------ EXERCISE MATERIALS ------
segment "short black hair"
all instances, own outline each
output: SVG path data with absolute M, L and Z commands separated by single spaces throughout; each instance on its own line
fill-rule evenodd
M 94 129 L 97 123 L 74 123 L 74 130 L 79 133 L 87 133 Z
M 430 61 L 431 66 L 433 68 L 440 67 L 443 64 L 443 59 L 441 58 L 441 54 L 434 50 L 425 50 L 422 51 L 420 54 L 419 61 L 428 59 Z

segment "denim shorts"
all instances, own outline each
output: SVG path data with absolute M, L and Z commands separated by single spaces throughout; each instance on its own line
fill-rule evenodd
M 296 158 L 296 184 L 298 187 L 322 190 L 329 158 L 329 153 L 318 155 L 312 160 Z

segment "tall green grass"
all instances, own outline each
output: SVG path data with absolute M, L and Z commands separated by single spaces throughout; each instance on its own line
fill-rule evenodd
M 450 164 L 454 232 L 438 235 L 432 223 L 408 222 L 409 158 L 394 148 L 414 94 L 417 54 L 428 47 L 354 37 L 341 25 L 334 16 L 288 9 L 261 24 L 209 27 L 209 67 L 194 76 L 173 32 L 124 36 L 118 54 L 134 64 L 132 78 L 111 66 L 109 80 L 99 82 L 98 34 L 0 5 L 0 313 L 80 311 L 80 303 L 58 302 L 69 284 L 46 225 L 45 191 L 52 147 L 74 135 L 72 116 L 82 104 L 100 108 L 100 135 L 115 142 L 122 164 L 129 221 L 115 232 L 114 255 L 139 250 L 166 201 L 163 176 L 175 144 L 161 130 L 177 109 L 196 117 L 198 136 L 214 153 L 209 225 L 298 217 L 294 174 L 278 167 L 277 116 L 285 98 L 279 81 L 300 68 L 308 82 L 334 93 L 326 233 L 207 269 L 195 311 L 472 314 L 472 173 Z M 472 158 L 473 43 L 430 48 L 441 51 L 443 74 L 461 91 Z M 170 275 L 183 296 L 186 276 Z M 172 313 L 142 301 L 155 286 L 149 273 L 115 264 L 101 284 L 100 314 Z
------
◆ **PROMPT**
Give all the records above again, wording unchanged.

◆ **ANSWER BOX**
segment "short black hair"
all instances, own outline each
output: SVG path data with absolute M, L and Z commands separated by single spaces throughout; each instance on its own line
fill-rule evenodd
M 94 129 L 97 123 L 74 123 L 74 130 L 79 133 L 87 133 Z
M 430 61 L 431 66 L 433 68 L 440 67 L 443 64 L 443 59 L 441 58 L 441 54 L 434 50 L 425 50 L 422 51 L 420 54 L 419 61 L 428 59 Z

segment "denim shorts"
all instances, own outline each
output: SVG path data with absolute M, L and Z commands separated by single spaces throughout; each instance on its own line
fill-rule evenodd
M 296 158 L 296 184 L 298 187 L 322 190 L 329 158 L 329 153 L 318 155 L 312 160 Z

segment "tall green grass"
all instances, own outline each
output: SVG path data with absolute M, L and Z commands separated by single spaces throughout; each instance on its own line
fill-rule evenodd
M 450 164 L 454 232 L 438 235 L 432 223 L 408 222 L 409 158 L 394 148 L 414 94 L 417 54 L 428 47 L 354 37 L 341 25 L 334 16 L 288 9 L 261 24 L 209 27 L 209 67 L 194 76 L 173 32 L 124 36 L 118 54 L 134 64 L 132 78 L 111 66 L 109 80 L 99 82 L 98 34 L 0 5 L 0 313 L 80 311 L 80 303 L 58 302 L 69 284 L 46 225 L 45 191 L 52 147 L 74 135 L 72 116 L 82 104 L 100 108 L 100 135 L 115 142 L 122 164 L 129 221 L 115 232 L 114 255 L 139 250 L 166 201 L 163 176 L 175 144 L 161 130 L 177 109 L 196 117 L 198 136 L 214 153 L 209 225 L 298 217 L 294 174 L 278 167 L 277 116 L 285 98 L 279 81 L 300 68 L 308 82 L 334 93 L 326 233 L 207 269 L 195 311 L 472 314 L 472 173 Z M 472 158 L 473 43 L 430 48 L 441 51 L 443 74 L 461 91 Z M 170 275 L 183 296 L 186 276 Z M 172 313 L 142 301 L 155 286 L 149 273 L 115 264 L 101 284 L 100 314 Z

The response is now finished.